▸ **Work to be completed**
Your task is to return the line containing "Target | pediment" plus every line after it, exactly and with nothing added.

[Data records]
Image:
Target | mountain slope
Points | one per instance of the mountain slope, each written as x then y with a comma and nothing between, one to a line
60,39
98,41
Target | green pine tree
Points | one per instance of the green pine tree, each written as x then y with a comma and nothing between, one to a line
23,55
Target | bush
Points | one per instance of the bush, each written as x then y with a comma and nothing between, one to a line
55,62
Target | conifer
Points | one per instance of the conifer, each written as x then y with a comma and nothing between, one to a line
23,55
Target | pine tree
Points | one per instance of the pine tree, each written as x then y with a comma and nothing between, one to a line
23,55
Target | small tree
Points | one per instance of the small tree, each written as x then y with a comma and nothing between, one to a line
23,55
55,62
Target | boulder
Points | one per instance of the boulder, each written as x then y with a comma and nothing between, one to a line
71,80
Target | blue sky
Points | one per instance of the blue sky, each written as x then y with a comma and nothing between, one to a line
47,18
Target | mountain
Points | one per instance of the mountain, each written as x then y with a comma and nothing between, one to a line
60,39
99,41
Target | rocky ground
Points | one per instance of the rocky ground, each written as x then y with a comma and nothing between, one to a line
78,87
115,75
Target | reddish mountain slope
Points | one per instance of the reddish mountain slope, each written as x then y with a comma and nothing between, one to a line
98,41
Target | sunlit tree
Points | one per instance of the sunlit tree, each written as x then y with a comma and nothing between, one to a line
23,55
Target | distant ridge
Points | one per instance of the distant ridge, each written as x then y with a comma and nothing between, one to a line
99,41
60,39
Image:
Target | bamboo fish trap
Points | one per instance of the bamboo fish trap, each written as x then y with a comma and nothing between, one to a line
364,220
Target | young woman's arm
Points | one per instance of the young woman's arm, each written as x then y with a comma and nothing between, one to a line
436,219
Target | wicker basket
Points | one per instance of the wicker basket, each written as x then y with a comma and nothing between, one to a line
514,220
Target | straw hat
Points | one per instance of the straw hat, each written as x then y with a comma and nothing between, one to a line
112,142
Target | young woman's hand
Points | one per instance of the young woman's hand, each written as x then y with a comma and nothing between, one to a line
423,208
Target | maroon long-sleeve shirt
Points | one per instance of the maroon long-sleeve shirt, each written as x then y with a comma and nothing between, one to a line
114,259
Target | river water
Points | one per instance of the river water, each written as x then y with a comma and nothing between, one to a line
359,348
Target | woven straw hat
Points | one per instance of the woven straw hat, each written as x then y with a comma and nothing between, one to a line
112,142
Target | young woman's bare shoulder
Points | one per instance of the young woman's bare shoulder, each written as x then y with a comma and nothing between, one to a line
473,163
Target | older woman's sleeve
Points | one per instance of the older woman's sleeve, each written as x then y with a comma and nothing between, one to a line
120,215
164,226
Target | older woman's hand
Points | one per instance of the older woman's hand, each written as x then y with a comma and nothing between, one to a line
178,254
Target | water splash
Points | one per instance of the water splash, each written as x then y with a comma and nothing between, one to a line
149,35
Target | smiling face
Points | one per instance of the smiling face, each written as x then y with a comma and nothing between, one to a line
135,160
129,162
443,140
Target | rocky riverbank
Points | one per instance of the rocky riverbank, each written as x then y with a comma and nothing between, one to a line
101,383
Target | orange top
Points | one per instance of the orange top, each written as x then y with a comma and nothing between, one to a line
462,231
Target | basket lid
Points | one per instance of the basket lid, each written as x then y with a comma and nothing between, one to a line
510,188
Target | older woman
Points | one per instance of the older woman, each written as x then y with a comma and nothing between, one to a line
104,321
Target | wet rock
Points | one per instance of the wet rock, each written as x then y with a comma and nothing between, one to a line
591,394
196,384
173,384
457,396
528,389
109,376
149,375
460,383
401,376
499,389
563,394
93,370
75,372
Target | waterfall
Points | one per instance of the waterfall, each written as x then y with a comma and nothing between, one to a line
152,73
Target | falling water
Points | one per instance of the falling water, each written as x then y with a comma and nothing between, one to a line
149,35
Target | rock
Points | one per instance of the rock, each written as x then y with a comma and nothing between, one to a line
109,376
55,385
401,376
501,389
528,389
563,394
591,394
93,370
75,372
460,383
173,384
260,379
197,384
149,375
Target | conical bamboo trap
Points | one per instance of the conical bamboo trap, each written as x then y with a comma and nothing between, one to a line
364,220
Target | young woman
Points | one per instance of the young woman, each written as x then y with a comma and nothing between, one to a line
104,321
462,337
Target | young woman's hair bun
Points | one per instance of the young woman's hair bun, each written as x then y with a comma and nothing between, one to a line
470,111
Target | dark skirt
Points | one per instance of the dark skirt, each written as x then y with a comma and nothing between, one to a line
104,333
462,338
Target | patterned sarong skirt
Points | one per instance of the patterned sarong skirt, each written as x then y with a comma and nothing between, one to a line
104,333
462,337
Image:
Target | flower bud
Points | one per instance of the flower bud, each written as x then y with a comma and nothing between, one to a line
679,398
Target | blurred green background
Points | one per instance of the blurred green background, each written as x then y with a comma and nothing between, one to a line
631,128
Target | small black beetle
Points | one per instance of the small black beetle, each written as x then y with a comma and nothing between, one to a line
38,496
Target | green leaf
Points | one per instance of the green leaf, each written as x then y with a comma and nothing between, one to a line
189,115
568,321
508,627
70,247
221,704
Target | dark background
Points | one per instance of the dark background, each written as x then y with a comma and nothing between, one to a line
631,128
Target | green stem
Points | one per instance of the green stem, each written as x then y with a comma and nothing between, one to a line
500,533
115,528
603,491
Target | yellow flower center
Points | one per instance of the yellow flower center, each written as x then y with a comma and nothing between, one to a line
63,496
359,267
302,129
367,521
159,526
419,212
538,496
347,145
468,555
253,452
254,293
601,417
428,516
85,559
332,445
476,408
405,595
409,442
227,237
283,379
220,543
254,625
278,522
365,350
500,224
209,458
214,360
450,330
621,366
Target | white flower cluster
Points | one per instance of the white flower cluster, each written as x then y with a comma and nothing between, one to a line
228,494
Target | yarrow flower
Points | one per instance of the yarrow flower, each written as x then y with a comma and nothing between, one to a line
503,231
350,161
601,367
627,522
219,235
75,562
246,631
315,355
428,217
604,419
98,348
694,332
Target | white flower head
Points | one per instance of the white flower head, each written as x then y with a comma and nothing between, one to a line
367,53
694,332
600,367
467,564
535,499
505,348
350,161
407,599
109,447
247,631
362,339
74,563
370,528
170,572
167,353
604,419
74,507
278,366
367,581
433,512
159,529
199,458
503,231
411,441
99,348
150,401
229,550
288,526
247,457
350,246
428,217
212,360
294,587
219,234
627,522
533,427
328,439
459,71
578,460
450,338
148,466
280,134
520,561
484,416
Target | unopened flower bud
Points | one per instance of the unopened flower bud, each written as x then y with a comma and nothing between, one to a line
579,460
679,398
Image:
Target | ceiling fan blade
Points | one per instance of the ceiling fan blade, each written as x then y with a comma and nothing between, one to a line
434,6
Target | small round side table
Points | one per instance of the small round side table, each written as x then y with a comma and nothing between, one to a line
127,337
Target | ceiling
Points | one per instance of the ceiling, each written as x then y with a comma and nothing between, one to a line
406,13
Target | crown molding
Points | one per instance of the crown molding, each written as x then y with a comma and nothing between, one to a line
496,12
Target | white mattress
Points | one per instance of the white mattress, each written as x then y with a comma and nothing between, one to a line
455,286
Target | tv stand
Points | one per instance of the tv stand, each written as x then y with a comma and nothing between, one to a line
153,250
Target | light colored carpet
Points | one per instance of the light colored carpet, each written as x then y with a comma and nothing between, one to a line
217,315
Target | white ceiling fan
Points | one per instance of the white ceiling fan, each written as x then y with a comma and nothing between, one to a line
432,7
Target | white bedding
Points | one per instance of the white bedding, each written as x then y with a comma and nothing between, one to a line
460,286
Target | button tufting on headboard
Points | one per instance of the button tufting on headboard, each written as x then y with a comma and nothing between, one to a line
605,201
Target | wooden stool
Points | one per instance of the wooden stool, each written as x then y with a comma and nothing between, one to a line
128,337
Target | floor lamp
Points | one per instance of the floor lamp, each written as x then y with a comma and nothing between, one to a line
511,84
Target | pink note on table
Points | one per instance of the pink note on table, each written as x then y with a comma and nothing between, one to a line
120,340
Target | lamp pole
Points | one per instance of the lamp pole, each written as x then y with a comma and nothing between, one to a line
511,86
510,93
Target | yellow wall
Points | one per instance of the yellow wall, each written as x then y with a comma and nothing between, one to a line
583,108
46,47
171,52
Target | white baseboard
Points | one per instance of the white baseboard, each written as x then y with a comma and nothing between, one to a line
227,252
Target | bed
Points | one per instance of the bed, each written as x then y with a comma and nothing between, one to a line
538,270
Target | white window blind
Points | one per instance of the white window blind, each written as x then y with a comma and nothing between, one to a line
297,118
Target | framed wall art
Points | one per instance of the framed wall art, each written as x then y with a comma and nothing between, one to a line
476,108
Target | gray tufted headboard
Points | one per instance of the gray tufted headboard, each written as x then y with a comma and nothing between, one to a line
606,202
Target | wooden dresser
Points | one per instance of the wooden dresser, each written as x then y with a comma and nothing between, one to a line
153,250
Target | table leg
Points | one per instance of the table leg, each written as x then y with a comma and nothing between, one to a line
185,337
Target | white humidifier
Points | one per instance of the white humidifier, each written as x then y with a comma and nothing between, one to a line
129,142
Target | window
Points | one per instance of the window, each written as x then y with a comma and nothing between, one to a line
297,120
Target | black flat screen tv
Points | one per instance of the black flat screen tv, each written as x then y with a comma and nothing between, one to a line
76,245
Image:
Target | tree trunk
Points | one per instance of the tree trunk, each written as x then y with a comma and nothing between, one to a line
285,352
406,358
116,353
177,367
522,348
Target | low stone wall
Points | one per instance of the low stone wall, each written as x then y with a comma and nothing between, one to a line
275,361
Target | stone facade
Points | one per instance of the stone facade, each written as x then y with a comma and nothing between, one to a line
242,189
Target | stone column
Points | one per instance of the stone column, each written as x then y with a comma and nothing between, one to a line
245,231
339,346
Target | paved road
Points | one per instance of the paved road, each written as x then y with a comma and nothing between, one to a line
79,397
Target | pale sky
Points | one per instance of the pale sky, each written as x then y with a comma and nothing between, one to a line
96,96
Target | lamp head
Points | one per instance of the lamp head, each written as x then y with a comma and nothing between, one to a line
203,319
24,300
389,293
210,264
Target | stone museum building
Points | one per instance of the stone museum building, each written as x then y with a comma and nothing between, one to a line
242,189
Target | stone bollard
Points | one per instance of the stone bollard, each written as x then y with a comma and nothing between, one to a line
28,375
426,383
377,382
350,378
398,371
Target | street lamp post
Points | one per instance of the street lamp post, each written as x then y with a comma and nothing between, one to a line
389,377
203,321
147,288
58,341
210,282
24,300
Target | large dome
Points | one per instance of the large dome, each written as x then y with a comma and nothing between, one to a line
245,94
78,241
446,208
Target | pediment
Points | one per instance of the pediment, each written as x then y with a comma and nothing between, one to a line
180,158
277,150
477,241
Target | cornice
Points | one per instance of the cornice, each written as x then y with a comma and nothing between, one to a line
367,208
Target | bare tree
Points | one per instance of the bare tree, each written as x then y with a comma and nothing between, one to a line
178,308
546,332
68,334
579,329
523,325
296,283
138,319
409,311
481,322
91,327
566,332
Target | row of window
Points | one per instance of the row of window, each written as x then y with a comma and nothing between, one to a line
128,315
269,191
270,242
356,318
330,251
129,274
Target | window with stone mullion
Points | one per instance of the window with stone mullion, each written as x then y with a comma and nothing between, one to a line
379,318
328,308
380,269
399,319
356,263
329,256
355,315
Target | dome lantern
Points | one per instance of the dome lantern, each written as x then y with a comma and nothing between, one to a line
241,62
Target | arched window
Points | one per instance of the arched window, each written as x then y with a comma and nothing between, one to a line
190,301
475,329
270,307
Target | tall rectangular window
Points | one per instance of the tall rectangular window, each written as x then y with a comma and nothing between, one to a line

▸ **Task response**
Target | pediment
Points | one per instance of the pediment, each written as x then y with a comma and nothing between, one to a line
180,158
277,150
477,241
Target | cornice
Points | one per instance of the cornice, each written as x then y with a comma and nothing between, one to a line
367,208
Target | bare tree
Points | one per instance of the bare tree, each written as x then y with a comma and nothing between, one to a line
178,308
546,332
68,334
579,329
523,325
296,283
138,319
409,311
481,322
91,327
566,332
Target | row of window
Points | one per instance of the row of window, each written as x then y with a comma and nothing between, one to a line
128,315
269,191
270,242
356,318
330,251
129,274
Target | window with stone mullion
Points | one per instance of the window with stone mullion, each written as x then y with a comma and nothing between, one to a line
379,318
328,308
380,269
399,319
356,263
329,256
355,315
Target | dome lantern
Points | one per instance of the dome lantern, each written as x then y with a comma and nothing between, one to a line
241,62
Target | arched window
Points | one per instance of the arched window, each written as x then y with a comma and nothing between, one to a line
190,301
475,329
270,307
Target | tall rectangular window
Points | one per instance of the tall rectangular window, each written as x then y with a comma and nothing between, one to a line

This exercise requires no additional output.